--- TASK INPUT ---

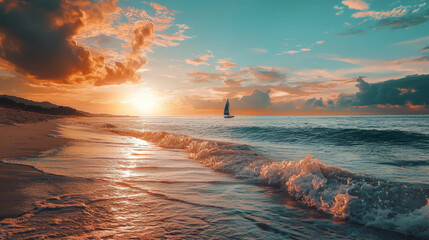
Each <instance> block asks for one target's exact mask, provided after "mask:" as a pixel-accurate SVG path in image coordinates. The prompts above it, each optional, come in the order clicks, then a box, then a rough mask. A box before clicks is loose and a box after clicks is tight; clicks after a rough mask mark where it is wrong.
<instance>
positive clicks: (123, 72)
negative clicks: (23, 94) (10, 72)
mask: <svg viewBox="0 0 429 240" xmlns="http://www.w3.org/2000/svg"><path fill="white" fill-rule="evenodd" d="M116 3H117V0H100V1H96V2H93V1H87V0H75V1H68V0H58V1H23V0H4V1H2V2H0V8H1V7H5V8H7V9H8V10H9V11H5V12H1V13H0V15H1V16H0V17H1V18H2V19H4V20H5V21H1V22H0V53H1V54H0V55H1V56H2V59H3V61H6V62H7V63H8V64H7V65H8V66H11V67H10V69H11V70H14V71H16V72H19V73H21V74H23V75H25V76H27V77H29V78H31V79H33V80H36V82H38V83H39V84H42V82H52V83H56V84H85V85H86V84H91V85H111V84H122V83H126V82H131V83H137V82H140V81H141V76H140V74H138V73H137V70H139V69H140V68H141V67H142V66H144V65H145V64H146V63H147V59H146V58H145V57H144V52H145V51H146V50H148V49H150V47H151V44H158V45H165V46H173V45H175V44H177V42H173V41H183V40H184V39H185V38H186V36H185V35H184V34H183V30H179V31H178V32H177V33H175V34H172V35H165V34H164V35H163V34H161V33H160V32H161V31H163V30H165V29H166V28H168V27H169V26H171V24H172V21H173V20H174V18H173V17H172V15H173V13H172V11H170V10H168V9H166V8H165V7H162V6H161V5H159V4H152V6H153V7H154V8H155V10H156V11H157V15H156V16H155V17H152V16H149V15H148V14H147V13H146V12H145V11H144V10H135V11H126V12H125V11H123V10H122V9H121V8H119V7H117V6H116ZM127 10H129V9H127ZM121 13H124V14H123V16H125V17H127V18H128V22H124V23H121V24H115V22H117V21H119V19H120V17H121V15H120V14H121ZM30 25H31V26H32V27H31V28H29V27H27V26H30ZM23 36H25V37H23ZM100 36H103V37H104V39H105V40H109V39H110V38H117V39H120V40H123V41H125V44H122V48H123V50H122V52H121V53H120V54H116V53H112V54H114V55H116V56H115V58H119V59H117V60H115V61H113V59H112V58H109V56H107V55H105V53H106V51H103V50H102V49H99V48H93V47H89V46H88V44H87V43H86V42H85V41H86V39H88V38H91V37H94V38H97V37H98V38H99V37H100Z"/></svg>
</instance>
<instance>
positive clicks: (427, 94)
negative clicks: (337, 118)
mask: <svg viewBox="0 0 429 240" xmlns="http://www.w3.org/2000/svg"><path fill="white" fill-rule="evenodd" d="M357 82H358V84H357V85H356V86H357V87H358V88H359V92H357V93H356V100H355V105H358V106H365V105H376V104H382V105H385V104H390V105H407V104H408V103H411V104H412V105H428V106H429V98H428V96H429V75H410V76H406V77H404V78H401V79H395V80H389V81H384V82H379V83H373V84H370V83H367V82H366V81H365V80H364V79H363V78H362V77H361V78H358V79H357Z"/></svg>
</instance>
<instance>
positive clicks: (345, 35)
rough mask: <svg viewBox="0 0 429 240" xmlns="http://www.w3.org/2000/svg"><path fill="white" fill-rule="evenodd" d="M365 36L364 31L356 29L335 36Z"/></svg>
mask: <svg viewBox="0 0 429 240" xmlns="http://www.w3.org/2000/svg"><path fill="white" fill-rule="evenodd" d="M363 34H365V31H364V30H362V29H356V28H349V29H348V30H346V31H344V32H342V33H339V34H337V36H339V37H350V36H354V35H363Z"/></svg>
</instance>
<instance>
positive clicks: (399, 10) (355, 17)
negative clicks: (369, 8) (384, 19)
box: [352, 7, 407, 19]
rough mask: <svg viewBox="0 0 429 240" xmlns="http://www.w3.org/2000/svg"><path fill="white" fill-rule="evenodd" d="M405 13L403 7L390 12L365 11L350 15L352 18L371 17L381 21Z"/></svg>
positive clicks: (392, 9)
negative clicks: (384, 18) (380, 20)
mask: <svg viewBox="0 0 429 240" xmlns="http://www.w3.org/2000/svg"><path fill="white" fill-rule="evenodd" d="M405 13H407V9H405V8H403V7H399V8H394V9H392V10H391V11H381V12H378V11H366V12H356V13H353V14H352V17H354V18H361V17H371V18H374V19H383V18H389V17H401V16H403V15H405Z"/></svg>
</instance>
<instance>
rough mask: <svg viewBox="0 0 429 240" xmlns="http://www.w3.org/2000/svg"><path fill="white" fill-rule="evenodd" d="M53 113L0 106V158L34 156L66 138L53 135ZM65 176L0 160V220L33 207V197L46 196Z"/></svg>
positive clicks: (64, 141)
mask: <svg viewBox="0 0 429 240" xmlns="http://www.w3.org/2000/svg"><path fill="white" fill-rule="evenodd" d="M57 119H58V117H57V116H50V115H46V114H38V113H31V112H23V111H18V110H10V109H3V108H1V109H0V142H1V144H0V161H1V160H4V159H7V158H19V157H27V156H37V155H39V154H41V153H42V152H44V151H47V150H50V149H54V148H58V147H60V146H63V145H65V144H66V143H67V141H68V140H67V139H64V138H57V137H53V136H52V135H51V134H52V132H51V131H52V130H55V129H56V127H57V121H58V120H57ZM64 180H66V177H62V176H56V175H52V174H47V173H44V172H42V171H39V170H37V169H36V168H34V167H31V166H26V165H20V164H10V163H4V162H0V183H1V184H0V193H1V194H0V220H2V219H4V218H7V217H15V216H18V215H20V214H22V213H24V212H26V211H29V210H31V209H32V208H33V206H32V203H33V202H34V200H36V199H40V198H43V197H46V196H49V194H51V193H52V192H55V188H58V187H59V185H57V183H61V182H63V181H64Z"/></svg>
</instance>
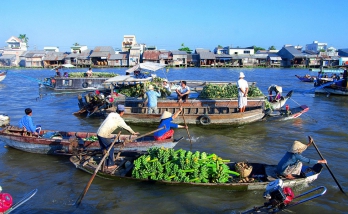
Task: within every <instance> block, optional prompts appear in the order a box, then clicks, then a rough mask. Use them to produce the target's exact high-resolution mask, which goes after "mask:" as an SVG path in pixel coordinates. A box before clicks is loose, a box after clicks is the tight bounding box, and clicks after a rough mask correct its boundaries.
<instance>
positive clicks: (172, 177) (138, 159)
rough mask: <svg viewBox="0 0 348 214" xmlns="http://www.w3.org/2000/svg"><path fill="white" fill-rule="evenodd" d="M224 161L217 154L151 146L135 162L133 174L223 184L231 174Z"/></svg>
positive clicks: (148, 177)
mask: <svg viewBox="0 0 348 214" xmlns="http://www.w3.org/2000/svg"><path fill="white" fill-rule="evenodd" d="M225 162H229V160H223V159H222V158H220V157H218V156H217V155H216V154H207V153H205V152H199V151H196V152H194V153H193V152H191V151H186V150H183V149H179V150H174V149H166V148H151V149H149V150H148V154H147V155H142V156H140V157H139V158H138V159H137V160H135V161H134V169H133V172H132V176H133V177H135V178H140V179H151V180H164V181H176V182H195V183H226V182H228V181H229V178H231V175H236V176H239V174H238V173H237V172H234V171H230V169H229V167H228V166H227V165H226V164H225Z"/></svg>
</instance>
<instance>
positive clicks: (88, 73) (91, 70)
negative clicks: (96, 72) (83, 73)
mask: <svg viewBox="0 0 348 214" xmlns="http://www.w3.org/2000/svg"><path fill="white" fill-rule="evenodd" d="M86 74H87V77H92V76H93V71H92V68H89V69H88V71H86Z"/></svg>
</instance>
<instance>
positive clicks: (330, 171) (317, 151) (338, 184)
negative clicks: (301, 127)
mask: <svg viewBox="0 0 348 214" xmlns="http://www.w3.org/2000/svg"><path fill="white" fill-rule="evenodd" d="M308 138H309V139H312V143H313V146H314V148H315V149H316V150H317V152H318V154H319V156H320V157H321V159H323V160H324V157H323V156H322V155H321V153H320V151H319V149H318V147H317V145H315V143H314V140H313V138H312V137H311V136H308ZM325 166H326V168H327V169H328V170H329V172H330V174H331V176H332V178H333V179H334V180H335V182H336V184H337V186H338V187H339V188H340V190H341V192H343V193H344V194H345V195H347V194H346V193H345V192H344V191H343V189H342V187H341V185H340V184H339V183H338V181H337V179H336V177H335V176H334V174H333V173H332V171H331V169H330V167H329V165H328V164H327V163H326V164H325Z"/></svg>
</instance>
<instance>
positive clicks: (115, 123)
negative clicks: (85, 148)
mask: <svg viewBox="0 0 348 214" xmlns="http://www.w3.org/2000/svg"><path fill="white" fill-rule="evenodd" d="M117 128H123V129H125V130H127V131H129V132H130V133H131V134H135V132H134V131H133V130H132V128H131V127H129V126H128V125H127V124H126V122H124V120H123V119H122V117H121V116H120V115H119V114H118V113H115V112H111V113H110V114H109V115H108V116H107V117H106V119H105V120H104V122H103V123H102V124H101V125H100V127H99V129H98V131H97V135H99V136H100V137H104V138H111V133H112V132H113V131H115V129H117Z"/></svg>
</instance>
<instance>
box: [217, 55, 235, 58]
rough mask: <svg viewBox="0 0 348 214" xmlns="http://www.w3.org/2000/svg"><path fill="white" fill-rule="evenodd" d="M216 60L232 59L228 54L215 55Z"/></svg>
mask: <svg viewBox="0 0 348 214" xmlns="http://www.w3.org/2000/svg"><path fill="white" fill-rule="evenodd" d="M215 57H216V58H232V56H231V55H229V54H215Z"/></svg>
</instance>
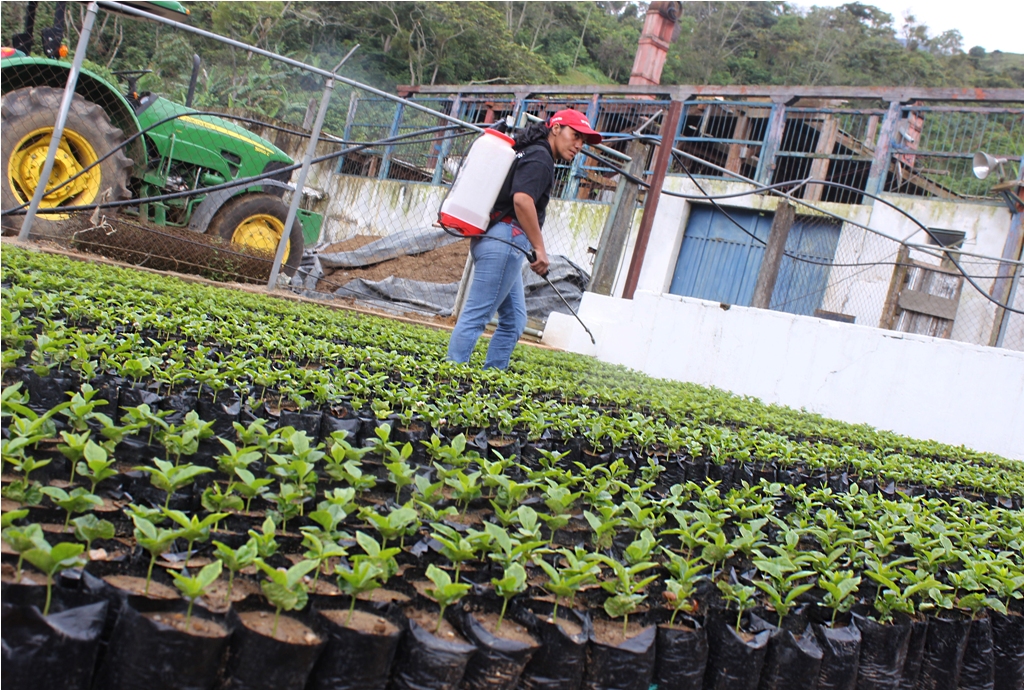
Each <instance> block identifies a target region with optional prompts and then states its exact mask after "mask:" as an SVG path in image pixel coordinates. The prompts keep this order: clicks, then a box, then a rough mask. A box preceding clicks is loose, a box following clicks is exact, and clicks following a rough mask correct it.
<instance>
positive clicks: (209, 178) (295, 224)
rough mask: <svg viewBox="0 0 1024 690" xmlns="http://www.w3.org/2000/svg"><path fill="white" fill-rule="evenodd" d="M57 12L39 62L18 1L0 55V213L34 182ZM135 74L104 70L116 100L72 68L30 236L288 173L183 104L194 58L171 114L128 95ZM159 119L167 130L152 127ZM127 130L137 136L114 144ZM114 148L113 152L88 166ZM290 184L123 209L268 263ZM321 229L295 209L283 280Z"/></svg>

---

# TASK
Your task is to reproduce the entries above word for word, from the first line through the line with "positive clicks: (123, 72)", and please leave out any pictures.

# RESULT BELOW
Each <instance> block asks for one target's exact mask, provided after "mask:" as a pixel-accurate SVG path in image coordinates. The prompts above it, each optional, come in the order clicks, then a box, then a rough mask. A box before clicks is loose and a box after clicks is tight; clicks after a rough mask mark where it is wrong.
<instance>
positive clicks: (123, 72)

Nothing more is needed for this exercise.